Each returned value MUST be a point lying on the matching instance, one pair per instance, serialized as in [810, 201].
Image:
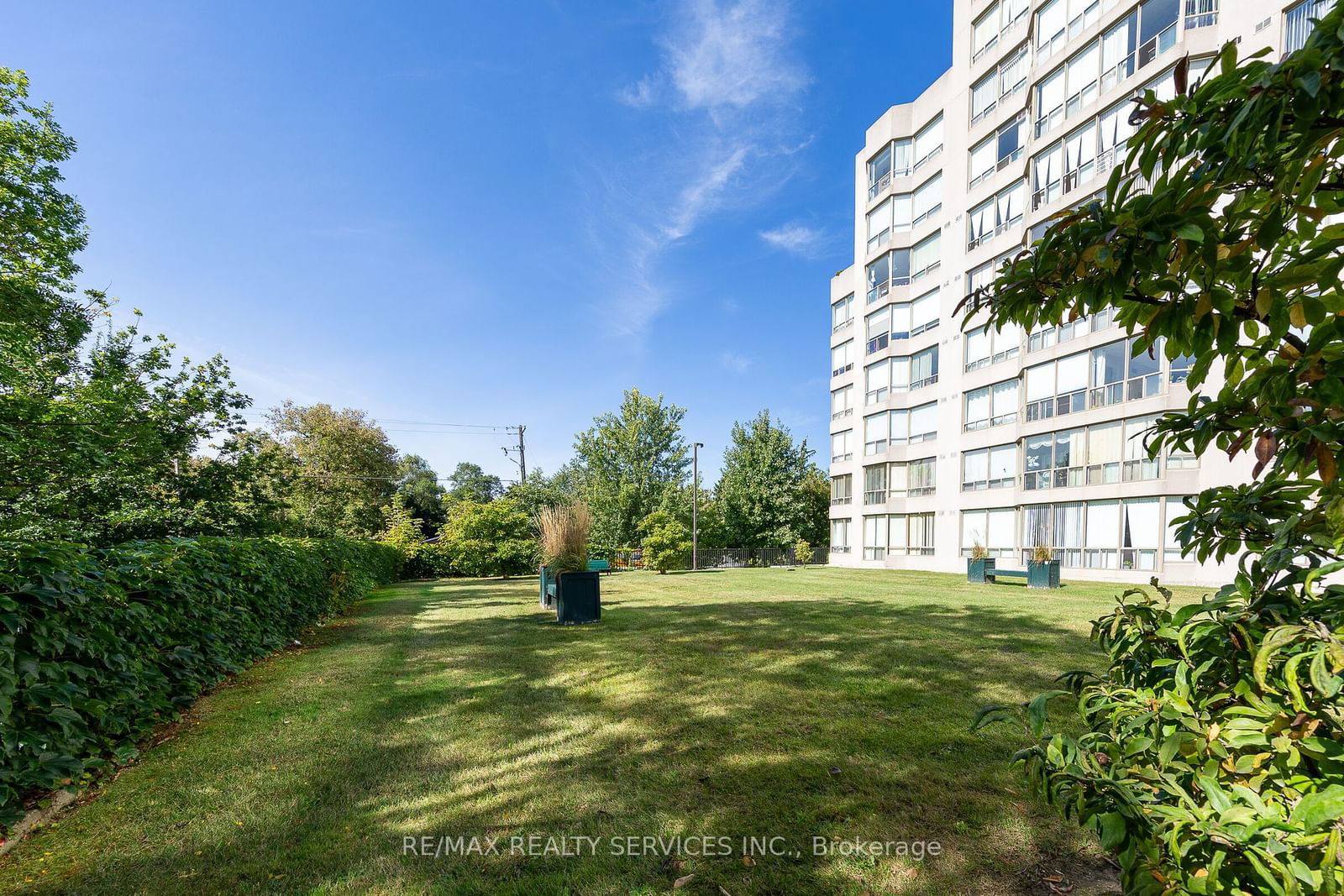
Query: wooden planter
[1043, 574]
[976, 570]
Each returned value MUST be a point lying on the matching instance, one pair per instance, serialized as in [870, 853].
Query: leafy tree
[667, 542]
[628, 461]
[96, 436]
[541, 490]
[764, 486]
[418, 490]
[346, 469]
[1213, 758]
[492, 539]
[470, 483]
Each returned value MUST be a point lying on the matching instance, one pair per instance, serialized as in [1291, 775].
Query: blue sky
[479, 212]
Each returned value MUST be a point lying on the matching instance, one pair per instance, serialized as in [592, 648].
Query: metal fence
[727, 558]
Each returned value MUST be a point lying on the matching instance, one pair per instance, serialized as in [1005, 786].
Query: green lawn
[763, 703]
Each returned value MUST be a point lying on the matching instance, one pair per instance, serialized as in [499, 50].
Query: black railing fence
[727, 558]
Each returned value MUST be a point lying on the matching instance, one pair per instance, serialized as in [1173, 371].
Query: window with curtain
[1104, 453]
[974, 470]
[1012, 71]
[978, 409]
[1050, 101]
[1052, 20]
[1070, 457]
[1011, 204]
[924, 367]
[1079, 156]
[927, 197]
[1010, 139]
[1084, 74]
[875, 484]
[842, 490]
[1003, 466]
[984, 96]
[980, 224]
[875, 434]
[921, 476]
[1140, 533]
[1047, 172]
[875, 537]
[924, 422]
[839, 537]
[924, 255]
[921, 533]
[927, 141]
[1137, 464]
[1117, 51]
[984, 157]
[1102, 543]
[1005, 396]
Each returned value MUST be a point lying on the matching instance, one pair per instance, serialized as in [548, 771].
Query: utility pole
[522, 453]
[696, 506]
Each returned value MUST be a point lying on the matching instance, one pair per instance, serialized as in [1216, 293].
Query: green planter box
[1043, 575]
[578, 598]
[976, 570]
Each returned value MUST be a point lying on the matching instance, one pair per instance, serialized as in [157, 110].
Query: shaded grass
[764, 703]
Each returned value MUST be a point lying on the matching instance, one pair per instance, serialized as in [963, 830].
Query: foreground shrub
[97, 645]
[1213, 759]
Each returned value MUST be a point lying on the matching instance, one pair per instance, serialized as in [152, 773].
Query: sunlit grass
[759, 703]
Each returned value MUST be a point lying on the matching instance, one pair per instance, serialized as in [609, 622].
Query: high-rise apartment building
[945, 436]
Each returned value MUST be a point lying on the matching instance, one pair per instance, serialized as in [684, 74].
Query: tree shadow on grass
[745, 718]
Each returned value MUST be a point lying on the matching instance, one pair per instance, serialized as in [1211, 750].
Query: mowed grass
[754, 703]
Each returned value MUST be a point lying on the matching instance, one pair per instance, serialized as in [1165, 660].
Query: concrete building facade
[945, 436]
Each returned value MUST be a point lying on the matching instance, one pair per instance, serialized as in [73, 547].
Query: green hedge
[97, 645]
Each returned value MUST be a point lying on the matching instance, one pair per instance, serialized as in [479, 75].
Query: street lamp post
==================================================
Rewrite the lines from the one containing "in [609, 622]." up to and including the final line, requests included, offsetting every point coordinate in the answers by adding 5. Leave all numbers within the requests unchanged.

Each returned value MUST be a point lying on the matching instance, one pair per instance, serialized as in [609, 622].
Query: high-rise apartment building
[950, 441]
Each returned value MUST be a point lying on the matching instance, one pair per instance, serialized as in [684, 74].
Query: tree shadow on grass
[750, 723]
Each returned value MUST be a point lying on the matching instance, one pair per instance, serialized as in [1211, 750].
Query: mowed grass
[759, 708]
Each returned value MUST be a point lying on the matching instance, one pair per instance, serialized as in [1165, 660].
Query: concrete building facade
[950, 441]
Each returned value MUST be a point lying on the matching instance, one pair per instance, serialized as in [73, 547].
Query: green hedge
[102, 650]
Each returned value MUST be a point lying on the matching instance, one pair per instance, serialized as in [479, 75].
Query: street lamp post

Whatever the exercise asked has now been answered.